▶ [PROBLEM]: Copy the records exactly. Every line must match.

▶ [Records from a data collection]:

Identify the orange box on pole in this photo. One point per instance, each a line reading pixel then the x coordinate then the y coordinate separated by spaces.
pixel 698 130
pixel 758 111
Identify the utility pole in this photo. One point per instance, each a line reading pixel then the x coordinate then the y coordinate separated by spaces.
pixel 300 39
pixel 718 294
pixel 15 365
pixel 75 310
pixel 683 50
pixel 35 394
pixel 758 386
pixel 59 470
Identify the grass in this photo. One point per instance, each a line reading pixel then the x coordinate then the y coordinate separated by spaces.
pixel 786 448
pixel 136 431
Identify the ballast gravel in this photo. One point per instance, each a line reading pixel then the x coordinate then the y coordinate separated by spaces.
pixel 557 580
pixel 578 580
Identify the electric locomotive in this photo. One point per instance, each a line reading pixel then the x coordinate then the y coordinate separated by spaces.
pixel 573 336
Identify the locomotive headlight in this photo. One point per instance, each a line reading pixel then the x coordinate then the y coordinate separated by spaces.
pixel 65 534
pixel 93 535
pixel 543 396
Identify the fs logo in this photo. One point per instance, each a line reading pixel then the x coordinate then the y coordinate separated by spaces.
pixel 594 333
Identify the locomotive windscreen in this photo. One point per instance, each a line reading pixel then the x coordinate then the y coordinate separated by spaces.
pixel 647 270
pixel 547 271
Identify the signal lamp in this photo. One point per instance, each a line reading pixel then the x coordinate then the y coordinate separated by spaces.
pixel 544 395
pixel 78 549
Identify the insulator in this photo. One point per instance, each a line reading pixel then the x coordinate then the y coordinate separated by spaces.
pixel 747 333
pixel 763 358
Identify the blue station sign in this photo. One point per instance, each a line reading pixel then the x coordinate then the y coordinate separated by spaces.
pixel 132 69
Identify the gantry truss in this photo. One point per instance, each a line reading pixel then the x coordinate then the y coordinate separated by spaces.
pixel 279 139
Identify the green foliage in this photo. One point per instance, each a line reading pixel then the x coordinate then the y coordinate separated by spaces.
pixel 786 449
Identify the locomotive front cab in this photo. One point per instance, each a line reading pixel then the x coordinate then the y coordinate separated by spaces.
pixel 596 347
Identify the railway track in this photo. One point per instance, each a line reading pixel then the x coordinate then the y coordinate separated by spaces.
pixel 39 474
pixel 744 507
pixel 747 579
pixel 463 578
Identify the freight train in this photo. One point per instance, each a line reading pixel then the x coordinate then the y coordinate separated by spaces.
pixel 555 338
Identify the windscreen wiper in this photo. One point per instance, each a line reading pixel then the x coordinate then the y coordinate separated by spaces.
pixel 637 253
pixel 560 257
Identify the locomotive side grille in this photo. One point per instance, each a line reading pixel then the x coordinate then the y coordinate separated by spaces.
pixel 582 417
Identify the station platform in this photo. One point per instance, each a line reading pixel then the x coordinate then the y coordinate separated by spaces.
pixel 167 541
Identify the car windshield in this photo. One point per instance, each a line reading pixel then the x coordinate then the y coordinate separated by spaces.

▶ [THE COMPLETED TASK]:
Identify the orange box on pole in this photo. One point per instance, each a line reading pixel then the x coordinate then the y coordinate separated by spaces.
pixel 698 130
pixel 758 111
Identify the utility pole in this photo. One point per instance, each a line reading pixel then the x coordinate then the y coordinate separated by spaces.
pixel 300 39
pixel 718 294
pixel 15 365
pixel 75 310
pixel 683 50
pixel 35 394
pixel 758 386
pixel 59 470
Identify the grass in this photo. One point per instance, each a line reading pixel then the x coordinate then the y coordinate separated by spaces.
pixel 786 448
pixel 136 431
Identify the ballast gravel in this photo. One point per instance, each a line reading pixel then the x coordinate then the y coordinate separated by spaces.
pixel 557 580
pixel 578 580
Identify the electric locomotive in this photo. One point per instance, each a line reading pixel then the x coordinate then the y coordinate separated by spaces.
pixel 573 336
Identify the locomotive headlight in this photo. One point per instance, each a line reading pixel then the x coordinate then the y coordinate separated by spaces.
pixel 65 534
pixel 93 535
pixel 543 396
Identify the fs logo in this photo. One point per instance, each a line reading pixel then the x coordinate then the y coordinate separated by spaces.
pixel 594 333
Identify the locomotive windscreen in this photo. One point per instance, each a line reading pixel then the x coordinate then the y coordinate separated by spaces.
pixel 647 270
pixel 547 271
Identify the signal lamp in this photo. One point per instance, each a line reading pixel then the x coordinate then the y coordinate separated by spaces.
pixel 544 395
pixel 78 549
Identify the insulator in this photo. One point per instance, each a line reading pixel then the x coordinate then the y coordinate separated by spaces.
pixel 747 333
pixel 763 358
Identify the blue station sign in this photo. One point per instance, each a line reading pixel then the x coordinate then the y coordinate separated by spaces.
pixel 132 69
Identify the gantry truss in this photo. One point per instance, each a line reading pixel then the x coordinate then the y coordinate separated by spaces.
pixel 279 139
Identify the green foliage in this photo. One point per instance, each a line reading pixel then the x coordinate then the y coordinate separated by spaces.
pixel 786 449
Identify the locomotive front cab in this photo. One point per instance, each a line reading pixel then the x coordinate then the y coordinate separated by spaces.
pixel 596 347
Identify the railway track in this photo. One point per instance, each a line reading pixel then the x coordinate then the y coordinate separated by spaces.
pixel 39 474
pixel 744 507
pixel 747 579
pixel 463 578
Identify the freight train in this photo. One point per instance, each a line reading pixel then the x coordinate then the y coordinate separated by spaces.
pixel 555 338
Identify the windscreen wiper in this photo. One point per instance, each a line reading pixel then the x coordinate then the y coordinate separated by spaces.
pixel 637 253
pixel 560 257
Identify the locomotive side grille in this photo. One point per instance, each a line reading pixel then the x coordinate then the y coordinate separated by spaces.
pixel 582 417
Identify the station platform in this photo. One point per instance, each a line reading pixel then the x coordinate then the y coordinate separated by spaces.
pixel 167 541
Identify the car windshield in this photo. One point per instance, each a line reading pixel then the x coordinate then the y coordinate separated by spaces.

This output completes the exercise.